Problem statement: Edit the entries below so that "placing one dot per instance" reads "marking each instance with a single dot" wherever it occurs, with every other part unchanged. Omit the pictures from your version.
■ ■ ■ ■ ■
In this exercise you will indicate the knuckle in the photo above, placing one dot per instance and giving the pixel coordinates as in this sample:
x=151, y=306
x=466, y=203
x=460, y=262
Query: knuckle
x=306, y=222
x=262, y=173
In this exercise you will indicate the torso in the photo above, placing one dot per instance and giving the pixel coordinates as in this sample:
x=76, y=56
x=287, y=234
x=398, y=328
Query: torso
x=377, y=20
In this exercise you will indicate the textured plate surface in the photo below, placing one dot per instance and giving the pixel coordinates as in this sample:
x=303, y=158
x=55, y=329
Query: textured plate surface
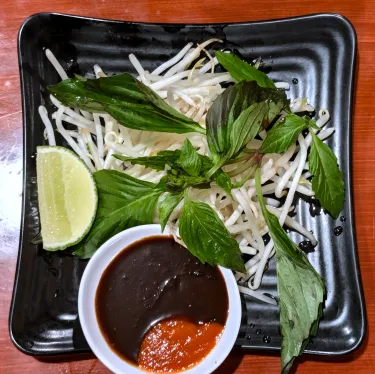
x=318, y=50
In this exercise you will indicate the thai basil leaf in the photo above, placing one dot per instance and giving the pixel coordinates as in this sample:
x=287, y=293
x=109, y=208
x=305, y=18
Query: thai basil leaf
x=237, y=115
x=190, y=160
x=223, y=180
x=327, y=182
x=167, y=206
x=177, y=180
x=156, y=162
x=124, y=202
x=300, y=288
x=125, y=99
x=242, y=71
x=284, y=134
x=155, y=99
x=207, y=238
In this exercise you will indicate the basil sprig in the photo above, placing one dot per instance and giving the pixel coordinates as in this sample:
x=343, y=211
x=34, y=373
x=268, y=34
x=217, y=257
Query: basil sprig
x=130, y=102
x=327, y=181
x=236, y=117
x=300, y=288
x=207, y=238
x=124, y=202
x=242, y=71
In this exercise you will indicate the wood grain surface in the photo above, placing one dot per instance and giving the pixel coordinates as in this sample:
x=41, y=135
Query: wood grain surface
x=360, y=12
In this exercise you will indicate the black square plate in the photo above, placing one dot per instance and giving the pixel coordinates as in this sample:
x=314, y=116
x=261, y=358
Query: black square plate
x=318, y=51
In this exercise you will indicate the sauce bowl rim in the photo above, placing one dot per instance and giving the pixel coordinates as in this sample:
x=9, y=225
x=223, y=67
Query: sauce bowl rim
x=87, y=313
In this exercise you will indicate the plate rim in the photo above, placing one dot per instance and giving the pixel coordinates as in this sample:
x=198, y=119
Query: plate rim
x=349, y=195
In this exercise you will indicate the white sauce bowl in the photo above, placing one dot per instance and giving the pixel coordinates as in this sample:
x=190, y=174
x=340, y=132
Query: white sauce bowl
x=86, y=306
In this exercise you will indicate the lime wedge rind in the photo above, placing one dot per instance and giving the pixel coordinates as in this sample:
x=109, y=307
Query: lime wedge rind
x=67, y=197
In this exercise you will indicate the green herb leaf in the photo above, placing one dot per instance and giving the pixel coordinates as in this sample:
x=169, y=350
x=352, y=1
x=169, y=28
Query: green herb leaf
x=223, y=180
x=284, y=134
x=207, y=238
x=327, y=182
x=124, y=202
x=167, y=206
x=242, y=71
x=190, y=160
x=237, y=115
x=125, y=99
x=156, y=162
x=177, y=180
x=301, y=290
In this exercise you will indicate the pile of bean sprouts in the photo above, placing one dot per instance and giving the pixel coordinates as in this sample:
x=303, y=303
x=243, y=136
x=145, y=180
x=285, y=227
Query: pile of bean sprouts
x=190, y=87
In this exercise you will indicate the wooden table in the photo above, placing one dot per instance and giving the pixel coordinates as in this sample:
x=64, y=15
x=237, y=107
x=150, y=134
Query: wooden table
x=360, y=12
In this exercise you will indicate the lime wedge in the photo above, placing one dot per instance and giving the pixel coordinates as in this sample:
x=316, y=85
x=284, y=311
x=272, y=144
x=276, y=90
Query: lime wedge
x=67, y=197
■ ■ ■ ■ ■
Output of the task:
In this exercise you will indicate the knuckle in the photo above, marking each instance with a single dot and giving the pixel coordinates as in this sample:
x=151, y=306
x=466, y=203
x=460, y=262
Query: knuckle
x=306, y=222
x=262, y=173
In this exercise you will indicate the torso in the photo above, marking each instance with a single dot and giving the pixel coordinates as in this sample:
x=76, y=56
x=287, y=234
x=398, y=328
Query: torso
x=377, y=20
In this exercise you will indicate the textured plate surface in the photo below, marking each instance with a single dot and giving the pixel coordinates as in this sample:
x=303, y=158
x=55, y=329
Query: textured plate surface
x=318, y=50
In this exercise you will indicate the thai basil leaf in the photo above, marking each instance with a single dot and giving the pixel coordinates as in this sample:
x=287, y=293
x=109, y=208
x=305, y=18
Query: thai basil leaf
x=237, y=115
x=190, y=160
x=223, y=180
x=327, y=182
x=167, y=206
x=177, y=180
x=156, y=162
x=124, y=202
x=300, y=288
x=125, y=99
x=242, y=71
x=284, y=134
x=155, y=99
x=207, y=238
In this exercise you will indicate the basil sprig in the photo above, marking each instance with a single dot and giving the pixel coordinates as in this sample:
x=343, y=211
x=34, y=373
x=268, y=34
x=217, y=257
Query: basil sprig
x=130, y=102
x=327, y=181
x=236, y=117
x=300, y=288
x=207, y=238
x=124, y=202
x=242, y=71
In this exercise you will indicate the wood grain surface in the photo above, marking each instance with a single dot and giving the pixel coordinates as in this sample:
x=41, y=135
Query: wood grain surface
x=360, y=12
In this exercise you will indicate the black square plate in the photo above, marking each instance with a single dot and giving the pixel coordinates as in this sample:
x=314, y=116
x=261, y=358
Query: black square plate
x=318, y=51
In this exercise you will indicate the sauce bowl rim in the photo above, marking each instance with a single dot and giving the pixel coordinates as in this sample:
x=9, y=225
x=223, y=67
Query: sauce bowl rim
x=87, y=313
In this exercise you will indicate the plate rim in the photo above, marking each instance with a single dot and giving the pixel coordinates as in this sample:
x=198, y=119
Query: plate rim
x=349, y=195
In this exercise you will indicate the white sauce bowl in the photo above, marking each instance with a single dot and giving the pixel coordinates as in this sample:
x=190, y=174
x=340, y=132
Query: white sauce bowl
x=86, y=306
In this exercise you will indicate the lime wedge rind in the photo above, marking each instance with a single dot and giving the pixel coordinates as in this sample:
x=109, y=307
Query: lime wedge rind
x=67, y=197
In this exercise you will indicate the green herb leaf in the photo above, marking each instance with a single dot and giving the pixel coordinates as in this sample:
x=169, y=350
x=352, y=1
x=169, y=28
Query: green herb leaf
x=223, y=180
x=284, y=134
x=207, y=238
x=327, y=182
x=124, y=202
x=167, y=206
x=242, y=71
x=190, y=160
x=237, y=115
x=125, y=99
x=156, y=162
x=177, y=180
x=301, y=290
In this exercise you will indicate the pile of bean sprouts in the photo above, marking each instance with a single dot and giving the pixel coordinates as in this sample:
x=303, y=303
x=243, y=136
x=145, y=180
x=285, y=227
Query: pile of bean sprouts
x=190, y=87
In this exercise you will indicate the wooden table in the photo above, marking each instance with a single dot and giving the pixel coordinates as in this sample:
x=64, y=15
x=237, y=107
x=150, y=134
Query: wooden table
x=360, y=12
In this exercise you will indicate the lime wedge in the photo above, marking each instance with a single dot and giving the pixel coordinates as in this sample:
x=316, y=85
x=284, y=311
x=272, y=144
x=276, y=90
Query: lime wedge
x=67, y=197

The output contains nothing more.